===== Document extract =====

Willy Tarreau [Thu, 25 Oct 2018 11:49:49 +0000 (13:49 +0200)]
MINOR: stream-int: don't needlessly call tasklet_wakeup() in stream_int_chk_snd_conn()
This one was added by commit 53216e7db ("MEDIUM: connections: Don't
directly mess with the polling from the upper layers.") after the
removal of the conditional cs_want_send() call. But after analysis
it turned out that it's not needed since the si_cs_send() call will
either succeed or subscribe.
Willy Tarreau [Sun, 28 Oct 2018 12:32:08 +0000 (13:32 +0100)]
MEDIUM: stream-int: call si_cs_process() in stream_int_update_conn
Calling si_cs_send() alone is always dangerous because it can result
in the loss of an event if it manages to empty the buffer. Indeed, in
this case it's critical to call si_chk_rcv() on the opposite stream-int.
Given that si_cs_process() takes care of all this, let's call it instead.
All this code could possibly be refined soon to avoid redoing the whole
stream_int_notify() and do it only after a send(), but at the moment it's
not important.

===== Information shown =====

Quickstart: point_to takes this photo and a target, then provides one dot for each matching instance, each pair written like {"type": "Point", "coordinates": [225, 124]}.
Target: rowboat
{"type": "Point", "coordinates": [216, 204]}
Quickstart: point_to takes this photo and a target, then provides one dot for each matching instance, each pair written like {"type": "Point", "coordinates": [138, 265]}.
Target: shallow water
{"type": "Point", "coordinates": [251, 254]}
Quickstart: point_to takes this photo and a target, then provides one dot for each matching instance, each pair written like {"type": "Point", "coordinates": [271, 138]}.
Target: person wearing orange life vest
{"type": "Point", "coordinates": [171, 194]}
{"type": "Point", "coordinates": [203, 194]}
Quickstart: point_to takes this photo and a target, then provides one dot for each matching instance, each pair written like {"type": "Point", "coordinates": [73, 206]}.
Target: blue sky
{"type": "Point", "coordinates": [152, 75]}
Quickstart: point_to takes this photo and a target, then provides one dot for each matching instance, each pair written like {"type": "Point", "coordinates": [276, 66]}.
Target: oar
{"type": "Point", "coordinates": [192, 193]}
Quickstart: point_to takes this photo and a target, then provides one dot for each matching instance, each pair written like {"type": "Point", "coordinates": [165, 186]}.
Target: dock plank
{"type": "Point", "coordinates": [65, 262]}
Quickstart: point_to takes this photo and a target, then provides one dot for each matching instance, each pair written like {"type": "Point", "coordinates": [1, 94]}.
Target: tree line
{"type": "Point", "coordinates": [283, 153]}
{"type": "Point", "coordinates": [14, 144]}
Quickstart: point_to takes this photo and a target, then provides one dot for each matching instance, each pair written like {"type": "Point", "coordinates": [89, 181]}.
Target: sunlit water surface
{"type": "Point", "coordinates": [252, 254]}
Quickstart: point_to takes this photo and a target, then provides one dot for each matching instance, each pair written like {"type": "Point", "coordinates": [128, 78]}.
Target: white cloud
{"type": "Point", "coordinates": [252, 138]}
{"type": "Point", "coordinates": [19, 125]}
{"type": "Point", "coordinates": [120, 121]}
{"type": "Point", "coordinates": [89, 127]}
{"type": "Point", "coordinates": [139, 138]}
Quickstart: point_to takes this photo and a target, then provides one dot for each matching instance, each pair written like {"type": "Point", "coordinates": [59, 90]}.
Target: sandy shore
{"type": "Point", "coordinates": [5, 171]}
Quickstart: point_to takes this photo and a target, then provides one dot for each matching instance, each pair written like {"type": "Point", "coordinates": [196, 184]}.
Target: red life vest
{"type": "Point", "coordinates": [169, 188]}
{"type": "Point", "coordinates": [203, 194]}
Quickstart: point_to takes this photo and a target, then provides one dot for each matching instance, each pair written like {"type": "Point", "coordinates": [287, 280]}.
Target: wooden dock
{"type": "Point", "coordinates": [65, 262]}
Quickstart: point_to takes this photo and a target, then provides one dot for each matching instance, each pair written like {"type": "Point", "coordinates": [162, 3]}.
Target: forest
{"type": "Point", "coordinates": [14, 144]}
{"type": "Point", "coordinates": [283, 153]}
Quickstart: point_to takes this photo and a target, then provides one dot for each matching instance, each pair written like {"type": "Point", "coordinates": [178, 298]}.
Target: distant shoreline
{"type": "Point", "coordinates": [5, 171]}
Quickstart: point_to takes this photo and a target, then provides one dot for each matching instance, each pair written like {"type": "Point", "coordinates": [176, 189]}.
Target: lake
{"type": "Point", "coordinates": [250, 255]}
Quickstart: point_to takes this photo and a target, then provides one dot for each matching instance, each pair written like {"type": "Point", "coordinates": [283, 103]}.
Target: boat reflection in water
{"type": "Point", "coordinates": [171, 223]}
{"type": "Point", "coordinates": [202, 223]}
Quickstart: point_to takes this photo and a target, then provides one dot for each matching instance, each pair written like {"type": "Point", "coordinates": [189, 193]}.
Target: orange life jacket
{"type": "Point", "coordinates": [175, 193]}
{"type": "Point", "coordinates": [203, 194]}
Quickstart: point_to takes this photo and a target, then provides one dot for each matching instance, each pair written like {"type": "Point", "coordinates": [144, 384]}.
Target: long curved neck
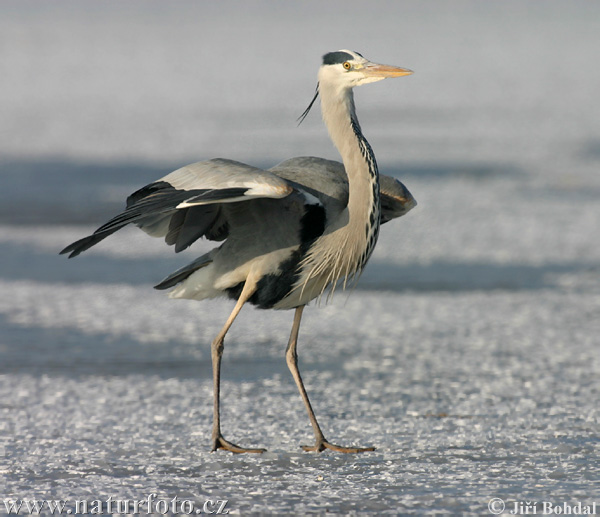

=====

* [Tasks to carry out]
1. Write out the portion of the stream-int commit log that opens with the words containing "Willy Tarreau [Thu, 25" and closes with "the opposite stream-int.", reproducing it word for word.
2. Extend the stream-int commit log with the passage that would come next after its final sentence.

* [Responses by task]
1.
Willy Tarreau [Thu, 25 Oct 2018 11:49:49 +0000 (13:49 +0200)]
MINOR: stream-int: don't needlessly call tasklet_wakeup() in stream_int_chk_snd_conn()
This one was added by commit 53216e7db ("MEDIUM: connections: Don't
directly mess with the polling from the upper layers.") after the
removal of the conditional cs_want_send() call. But after analysis
it turned out that it's not needed since the si_cs_send() call will
either succeed or subscribe.
Willy Tarreau [Sun, 28 Oct 2018 12:32:08 +0000 (13:32 +0100)]
MEDIUM: stream-int: call si_cs_process() in stream_int_update_conn
Calling si_cs_send() alone is always dangerous because it can result
in the loss of an event if it manages to empty the buffer. Indeed, in
this case it's critical to call si_chk_rcv() on the opposite stream-int.

2.
Willy Tarreau [Thu, 25 Oct 2018 09:06:57 +0000 (11:06 +0200)]
MEDIUM: stream-int: make si_update() synchronize flag changes before the I/O
With the new synchronous si_cs_send() at the end of process_stream(),
we're seeing re-appear the I/O layer specific part of the stream interface
which is supposed to deal with I/O event subscription. The only difference
is that now we subscribe to I/Os only after having attempted (and failed)
them.
This patch brings a cleanup in this by reintroducing stream_int_update_conn()
with the send code from process_stream(). However this alone would not be
enough because the flags which are cleared afterwards would result in the
loss of the possible events (write events only at the moment). So the flags
clearing and stream-int state updates are also performed inside si_update()
between the generic code and the I/O specific code. This definitely makes
sense as after this call we can simply check again for channel and SI flag
changes and decide to loop once again or not.
Willy Tarreau [Thu, 25 Oct 2018 08:42:39 +0000 (10:42 +0200)]
MEDIUM: stream: don't try to send first in process_stream()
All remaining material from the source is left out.